:: TASK OBJECTIVE ::
Extract the span of the passage on Taipei's temple tourism for Japanese visitors that begins at the words "Japanese travelers in" and stops after the words "I dearly love.".
START TEXT SHOWN
【英语时差8,16】日本观光客的祈福之旅(在线收听

 
Approximately 79,000 Japanese tourists visited Taiwan this past April, a three percent drop over April of a year ago. News was recently released that the Taipei
 
City Government has invested some NT$10 million (US$300,000) in new tour promotional packages again aimed at the Japanese market. The new promotional
 
packages tout a list of Taipei temples, and urge people in Japan to jump on a plane and fly to Taiwan for temple hopping that will supposedly lead to good luck
 
in life. The promoters are waving a litany of blessings in the air that several temples are claiming to offer to their adherents. I have heard of entertainment
 
tourism. I have heard of eco-tourism, medical tourism, and educational tourism. Why not make room now for blessing tourism? The promotional blurbs urge
 
Japanese travelers in need of high grades for examinations to bow heads and light incense at Taipei's Confucius Temple. The Great Teacher is waiting for an
 
opportunity to shower rewards on scholars under stress. Our would-be Japanese guests surely know the difference between puffery and truth. There is no
 
need to get too worked up about this imaginative, if somewhat comically designed sales strategy. The question that remains, however, is what such sales
 
pitches do to the image of a country I dearly love.
END TEXT SHOWN
START DATASET RECORDS
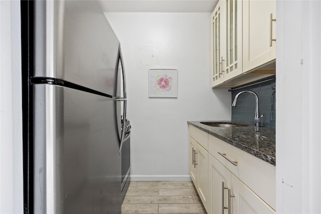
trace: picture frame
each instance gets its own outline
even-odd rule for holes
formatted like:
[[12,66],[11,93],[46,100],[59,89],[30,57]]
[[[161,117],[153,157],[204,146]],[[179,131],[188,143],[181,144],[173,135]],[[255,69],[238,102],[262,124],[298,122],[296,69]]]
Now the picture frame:
[[178,73],[177,69],[149,69],[149,97],[177,97]]

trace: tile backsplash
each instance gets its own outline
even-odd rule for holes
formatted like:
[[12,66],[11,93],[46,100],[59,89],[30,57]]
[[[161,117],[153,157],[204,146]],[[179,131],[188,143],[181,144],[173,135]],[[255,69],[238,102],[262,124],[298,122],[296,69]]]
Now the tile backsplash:
[[[264,115],[261,120],[261,126],[275,127],[275,76],[274,76],[235,88],[232,88],[231,103],[233,102],[236,94],[241,91],[249,90],[255,92],[259,97],[259,113],[260,115]],[[242,88],[237,89],[240,87],[242,87]],[[273,87],[274,89],[272,89]],[[254,124],[255,116],[254,96],[249,93],[240,94],[237,99],[236,106],[232,107],[232,120]]]

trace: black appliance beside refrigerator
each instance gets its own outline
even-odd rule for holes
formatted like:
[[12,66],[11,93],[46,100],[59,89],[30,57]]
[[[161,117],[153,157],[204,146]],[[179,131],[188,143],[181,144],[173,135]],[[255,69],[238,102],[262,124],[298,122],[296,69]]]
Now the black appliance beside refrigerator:
[[97,1],[22,1],[21,14],[24,212],[121,213],[119,41]]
END DATASET RECORDS
:: RESPONSE AREA ::
Japanese travelers in need of high grades for examinations to bow heads and light incense at Taipei's Confucius Temple. The Great Teacher is waiting for an
 
opportunity to shower rewards on scholars under stress. Our would-be Japanese guests surely know the difference between puffery and truth. There is no
 
need to get too worked up about this imaginative, if somewhat comically designed sales strategy. The question that remains, however, is what such sales
 
pitches do to the image of a country I dearly love.